▸ **PROBLEM SET**:
**a.** Print the part of the passage on obesity and medical attitudes that begins at the words "It also shows" and stops after the words "to lose pounds.".
**b.** Carry on the passage on obesity and medical attitudes from its last sentence.

▸ **DOCUMENT EXCERPT**:

Ellen explained to him that she worked out regularly and also did her best to eat healthy, but had a philosophical problem with turning food into the enemy. He simply retorted: "The only way you're going to lose weight is to cut the carbs. So ... cut the carbs."

"When he brought up my weight I wanted to have a real conversation with him, but instead he gave me his version of my 'problem'," Ellen said. "It made me really angry."

My friend's experience is not an anomaly. In fact, it is representative of a still unchanged attitude among too many medical doctors and nutritionists that fat people are problems to be solved; if they can just come up with the perfect equation, they figure, BMIs can be lowered and the supposed obesity epidemic eradicated.

This attitude shows up in doctor's offices where overweight and obese patients are often subjected to inquisition-like questioning. Yet they are rarely asked other, arguably more important questions: What's your experience of your body? How is your quality of life? How do you feel about your weight?

It also shows up in obesity intervention programs throughout the country, where a person's culture, class, education, or even genetics, are overlooked in the dogged pursuit to motivate what too many clinicians see as "lazy Americans" to lose pounds.

It's not as if we don't have the evidence that these factors -- culture, class, education, genetics -- matter. Yet another study just came out by University of Washington researchers who found gaping disparities in obesity rates among ZIP codes in the Seattle area. Every $100,000 in median home value for a ZIP code corresponded with a 2 percent drop in obesity.

Adam Drewnowski, director of the UW Center for Obesity Research, told the Seattle Post-Intelligencer,"If you have this mind-set that obesity has to do with the individual alone, then ZIP codes or areas really should not come into this. But they do, big-time."

This is not to say that individual behavior doesn't play a vital role in our country's obesity rate, but we too often neglect to think about the cultural and institutional influences on a person's behavior when it comes to eating and exercise.

▸ **SUPPLIED RECORDS**:
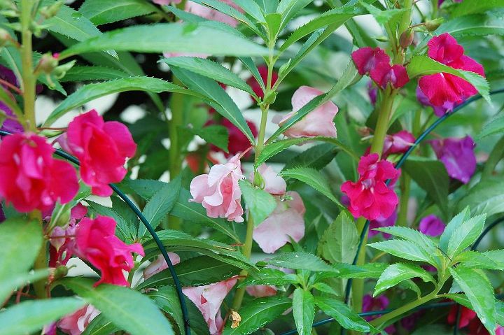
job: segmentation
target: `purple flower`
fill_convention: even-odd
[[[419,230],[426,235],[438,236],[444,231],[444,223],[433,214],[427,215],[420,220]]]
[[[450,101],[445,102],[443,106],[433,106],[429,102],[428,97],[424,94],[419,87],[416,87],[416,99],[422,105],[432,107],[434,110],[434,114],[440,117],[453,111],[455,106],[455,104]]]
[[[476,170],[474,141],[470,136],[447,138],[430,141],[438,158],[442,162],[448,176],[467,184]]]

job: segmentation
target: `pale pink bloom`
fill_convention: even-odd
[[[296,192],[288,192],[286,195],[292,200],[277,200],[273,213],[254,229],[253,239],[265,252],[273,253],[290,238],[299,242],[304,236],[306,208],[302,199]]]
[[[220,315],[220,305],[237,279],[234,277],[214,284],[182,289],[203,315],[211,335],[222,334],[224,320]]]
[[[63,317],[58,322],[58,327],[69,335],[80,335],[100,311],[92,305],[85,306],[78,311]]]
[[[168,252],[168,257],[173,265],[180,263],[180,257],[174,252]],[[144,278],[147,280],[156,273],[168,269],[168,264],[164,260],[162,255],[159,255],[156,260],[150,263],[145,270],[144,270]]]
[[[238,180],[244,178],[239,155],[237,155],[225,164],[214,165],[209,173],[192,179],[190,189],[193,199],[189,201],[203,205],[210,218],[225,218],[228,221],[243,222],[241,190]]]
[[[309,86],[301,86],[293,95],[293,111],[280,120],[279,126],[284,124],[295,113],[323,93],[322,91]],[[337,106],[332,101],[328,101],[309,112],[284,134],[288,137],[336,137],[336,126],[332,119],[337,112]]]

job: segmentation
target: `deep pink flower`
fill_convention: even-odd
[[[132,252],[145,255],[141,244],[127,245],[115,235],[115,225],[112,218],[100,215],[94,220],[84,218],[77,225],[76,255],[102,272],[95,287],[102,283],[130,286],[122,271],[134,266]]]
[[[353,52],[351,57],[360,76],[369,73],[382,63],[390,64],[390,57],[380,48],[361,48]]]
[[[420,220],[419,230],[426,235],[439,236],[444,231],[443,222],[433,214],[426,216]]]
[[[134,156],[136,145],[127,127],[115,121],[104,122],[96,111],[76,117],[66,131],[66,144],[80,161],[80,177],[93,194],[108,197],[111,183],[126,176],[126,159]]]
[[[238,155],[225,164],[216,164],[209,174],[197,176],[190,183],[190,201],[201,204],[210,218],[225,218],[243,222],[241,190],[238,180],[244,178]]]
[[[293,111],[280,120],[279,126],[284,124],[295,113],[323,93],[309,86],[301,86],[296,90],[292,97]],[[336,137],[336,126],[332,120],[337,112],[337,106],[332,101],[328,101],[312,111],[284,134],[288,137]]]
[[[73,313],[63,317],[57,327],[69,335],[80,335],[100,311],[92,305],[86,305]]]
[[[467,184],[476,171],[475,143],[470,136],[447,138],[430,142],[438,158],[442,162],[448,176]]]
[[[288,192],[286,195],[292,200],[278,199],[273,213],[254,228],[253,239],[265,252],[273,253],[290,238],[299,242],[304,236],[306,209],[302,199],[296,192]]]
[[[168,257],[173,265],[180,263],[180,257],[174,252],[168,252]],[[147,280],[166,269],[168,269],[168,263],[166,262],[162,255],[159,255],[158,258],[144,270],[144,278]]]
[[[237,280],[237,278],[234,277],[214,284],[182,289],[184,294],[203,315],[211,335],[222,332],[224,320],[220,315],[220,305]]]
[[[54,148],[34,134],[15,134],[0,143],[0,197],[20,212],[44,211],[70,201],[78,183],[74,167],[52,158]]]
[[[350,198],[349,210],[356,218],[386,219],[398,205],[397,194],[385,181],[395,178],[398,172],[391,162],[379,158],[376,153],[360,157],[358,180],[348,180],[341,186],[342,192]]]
==
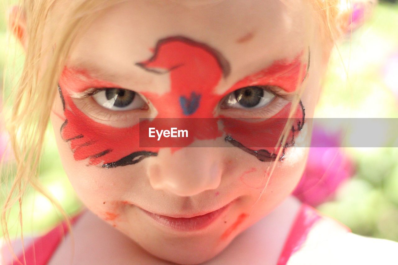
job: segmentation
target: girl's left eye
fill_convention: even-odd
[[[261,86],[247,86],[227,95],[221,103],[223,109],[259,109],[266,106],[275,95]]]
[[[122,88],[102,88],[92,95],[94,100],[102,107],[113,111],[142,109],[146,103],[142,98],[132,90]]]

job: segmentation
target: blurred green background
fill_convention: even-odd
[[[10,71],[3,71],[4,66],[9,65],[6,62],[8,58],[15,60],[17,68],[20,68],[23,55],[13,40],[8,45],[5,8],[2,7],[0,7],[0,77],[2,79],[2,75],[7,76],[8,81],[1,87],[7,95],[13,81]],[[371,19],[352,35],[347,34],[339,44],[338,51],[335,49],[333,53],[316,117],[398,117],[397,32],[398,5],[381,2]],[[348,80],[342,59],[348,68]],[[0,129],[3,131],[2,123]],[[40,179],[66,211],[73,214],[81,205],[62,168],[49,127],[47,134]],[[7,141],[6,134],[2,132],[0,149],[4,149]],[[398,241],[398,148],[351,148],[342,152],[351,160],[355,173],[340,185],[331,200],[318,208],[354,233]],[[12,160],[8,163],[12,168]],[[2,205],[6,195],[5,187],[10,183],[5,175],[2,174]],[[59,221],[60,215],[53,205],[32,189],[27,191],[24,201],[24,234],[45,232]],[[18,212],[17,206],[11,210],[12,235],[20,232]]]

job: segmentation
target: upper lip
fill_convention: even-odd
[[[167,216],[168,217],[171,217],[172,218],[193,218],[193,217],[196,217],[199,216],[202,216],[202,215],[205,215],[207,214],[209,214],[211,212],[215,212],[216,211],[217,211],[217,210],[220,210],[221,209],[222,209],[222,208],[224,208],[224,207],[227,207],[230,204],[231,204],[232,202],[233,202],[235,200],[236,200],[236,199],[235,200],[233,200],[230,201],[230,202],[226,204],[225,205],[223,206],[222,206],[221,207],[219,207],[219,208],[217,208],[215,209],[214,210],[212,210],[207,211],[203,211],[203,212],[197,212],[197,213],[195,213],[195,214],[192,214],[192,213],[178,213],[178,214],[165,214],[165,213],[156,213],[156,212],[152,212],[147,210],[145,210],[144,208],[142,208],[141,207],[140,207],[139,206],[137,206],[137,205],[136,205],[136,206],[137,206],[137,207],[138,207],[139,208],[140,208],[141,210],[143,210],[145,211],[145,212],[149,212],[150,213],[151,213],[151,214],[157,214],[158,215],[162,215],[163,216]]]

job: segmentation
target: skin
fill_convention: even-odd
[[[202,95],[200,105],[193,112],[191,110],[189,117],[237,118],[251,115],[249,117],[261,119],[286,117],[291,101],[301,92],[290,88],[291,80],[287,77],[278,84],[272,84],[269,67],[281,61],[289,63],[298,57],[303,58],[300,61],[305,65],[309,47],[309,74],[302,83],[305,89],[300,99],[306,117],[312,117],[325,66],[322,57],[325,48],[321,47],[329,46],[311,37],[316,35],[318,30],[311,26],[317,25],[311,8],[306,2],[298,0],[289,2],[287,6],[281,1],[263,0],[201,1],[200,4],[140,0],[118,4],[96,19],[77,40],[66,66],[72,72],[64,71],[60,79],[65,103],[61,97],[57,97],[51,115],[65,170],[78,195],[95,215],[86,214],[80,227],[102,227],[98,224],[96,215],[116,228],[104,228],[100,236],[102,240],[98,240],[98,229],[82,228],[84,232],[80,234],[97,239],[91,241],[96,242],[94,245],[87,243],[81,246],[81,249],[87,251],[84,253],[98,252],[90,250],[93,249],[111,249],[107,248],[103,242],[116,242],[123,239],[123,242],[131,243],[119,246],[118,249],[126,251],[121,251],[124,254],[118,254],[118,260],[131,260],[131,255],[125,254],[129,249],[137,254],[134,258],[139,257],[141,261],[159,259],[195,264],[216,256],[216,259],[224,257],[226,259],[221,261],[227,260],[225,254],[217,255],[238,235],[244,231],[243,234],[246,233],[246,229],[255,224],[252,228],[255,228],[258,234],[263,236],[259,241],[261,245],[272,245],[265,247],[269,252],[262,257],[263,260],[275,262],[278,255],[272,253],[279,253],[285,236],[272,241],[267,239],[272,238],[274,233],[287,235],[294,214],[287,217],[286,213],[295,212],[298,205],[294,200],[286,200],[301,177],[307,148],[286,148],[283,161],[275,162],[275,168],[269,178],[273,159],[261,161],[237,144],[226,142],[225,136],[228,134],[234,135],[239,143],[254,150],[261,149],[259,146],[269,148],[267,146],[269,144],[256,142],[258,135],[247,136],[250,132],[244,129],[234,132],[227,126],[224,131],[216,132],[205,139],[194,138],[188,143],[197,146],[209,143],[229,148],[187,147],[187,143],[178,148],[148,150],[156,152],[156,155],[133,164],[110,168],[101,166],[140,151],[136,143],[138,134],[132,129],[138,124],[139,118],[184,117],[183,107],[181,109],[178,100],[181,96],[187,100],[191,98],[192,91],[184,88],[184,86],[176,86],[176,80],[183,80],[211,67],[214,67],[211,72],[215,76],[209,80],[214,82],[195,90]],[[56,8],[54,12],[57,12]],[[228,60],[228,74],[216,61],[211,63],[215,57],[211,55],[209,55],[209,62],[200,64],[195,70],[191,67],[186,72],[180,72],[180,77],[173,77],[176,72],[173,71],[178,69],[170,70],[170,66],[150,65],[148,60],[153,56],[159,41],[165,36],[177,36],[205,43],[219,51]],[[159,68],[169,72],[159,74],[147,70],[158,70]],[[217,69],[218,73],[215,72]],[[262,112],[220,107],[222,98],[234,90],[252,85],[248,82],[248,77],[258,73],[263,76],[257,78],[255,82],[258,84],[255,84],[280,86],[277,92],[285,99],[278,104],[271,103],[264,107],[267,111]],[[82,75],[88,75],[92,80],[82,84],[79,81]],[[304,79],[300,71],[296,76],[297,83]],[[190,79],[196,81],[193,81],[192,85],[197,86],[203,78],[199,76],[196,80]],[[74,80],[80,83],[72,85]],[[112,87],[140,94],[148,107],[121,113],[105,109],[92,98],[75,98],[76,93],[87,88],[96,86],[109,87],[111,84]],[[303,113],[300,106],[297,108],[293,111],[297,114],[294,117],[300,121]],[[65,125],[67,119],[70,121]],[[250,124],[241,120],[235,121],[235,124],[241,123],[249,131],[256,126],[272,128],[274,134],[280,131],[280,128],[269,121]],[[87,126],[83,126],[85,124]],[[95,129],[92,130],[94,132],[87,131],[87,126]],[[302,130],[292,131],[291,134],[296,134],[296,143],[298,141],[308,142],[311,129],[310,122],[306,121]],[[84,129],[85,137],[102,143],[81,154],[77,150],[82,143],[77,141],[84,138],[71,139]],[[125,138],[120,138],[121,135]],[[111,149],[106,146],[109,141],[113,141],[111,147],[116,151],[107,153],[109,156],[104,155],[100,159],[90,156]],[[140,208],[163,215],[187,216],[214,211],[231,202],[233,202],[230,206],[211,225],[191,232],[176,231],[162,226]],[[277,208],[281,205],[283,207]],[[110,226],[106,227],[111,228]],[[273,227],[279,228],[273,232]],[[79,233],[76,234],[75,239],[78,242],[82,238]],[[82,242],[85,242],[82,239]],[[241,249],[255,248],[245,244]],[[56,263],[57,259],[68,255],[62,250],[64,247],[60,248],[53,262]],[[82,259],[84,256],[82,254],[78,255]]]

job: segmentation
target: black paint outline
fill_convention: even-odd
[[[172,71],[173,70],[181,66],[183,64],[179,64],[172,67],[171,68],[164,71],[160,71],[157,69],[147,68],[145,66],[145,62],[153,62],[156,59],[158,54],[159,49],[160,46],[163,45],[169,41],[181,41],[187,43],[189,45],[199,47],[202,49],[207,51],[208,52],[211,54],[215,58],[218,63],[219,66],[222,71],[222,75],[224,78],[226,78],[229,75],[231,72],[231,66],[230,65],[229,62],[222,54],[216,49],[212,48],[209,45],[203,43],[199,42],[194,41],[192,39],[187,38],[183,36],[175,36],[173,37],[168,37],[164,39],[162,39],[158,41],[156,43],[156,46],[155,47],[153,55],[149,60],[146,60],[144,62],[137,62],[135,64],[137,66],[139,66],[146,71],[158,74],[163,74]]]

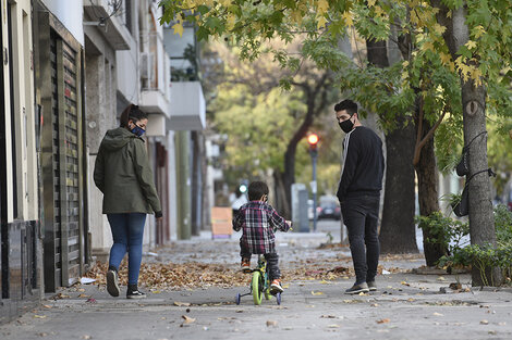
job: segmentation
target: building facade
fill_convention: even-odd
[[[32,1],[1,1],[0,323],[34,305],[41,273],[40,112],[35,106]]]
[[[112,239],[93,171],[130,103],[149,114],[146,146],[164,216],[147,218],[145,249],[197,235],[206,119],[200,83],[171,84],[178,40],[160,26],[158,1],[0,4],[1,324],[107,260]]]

▸ **EXPECTED RESPONSES**:
**a.**
It also shows up in obesity intervention programs throughout the country, where a person's culture, class, education, or even genetics, are overlooked in the dogged pursuit to motivate what too many clinicians see as "lazy Americans" to lose pounds.

**b.**
You would never look at a working class, single mother driving a jalopy with three kids crawling around in the back and say, "Gees, what's her problem? Why can't she drive the Lexus hybrid like me?" You understand that she doesn't have the means, and furthermore, probably doesn't have the peer influence that would make it seem like a viable option.

Our judgmental, fat-phobic society seems even more ridiculous when you consider that there is a strong genetic component to weight. We now have ample scientific evidence suggesting that we are each born with a set point within which our metabolism will automatically adjust no matter how many calories we consume. It's like our working class mom could be dedicatedly saving up for that hybrid, but the money just keeps disappearing from her bank account.

Instead of vilifying fat people, this country needs to look long and hard at the roots of our obesity epidemic. While we can't change someone's genetics, we can work to change the institutional disparities that make maintaining a healthy weight difficult for people with less money. Encouraging supermarkets to open up in poor neighborhoods by adjusting zoning laws and creating tax-incentive programs is a start. More funding for public schools in low-income areas would translate into better quality food in the cafeterias and more nutrition and physical education.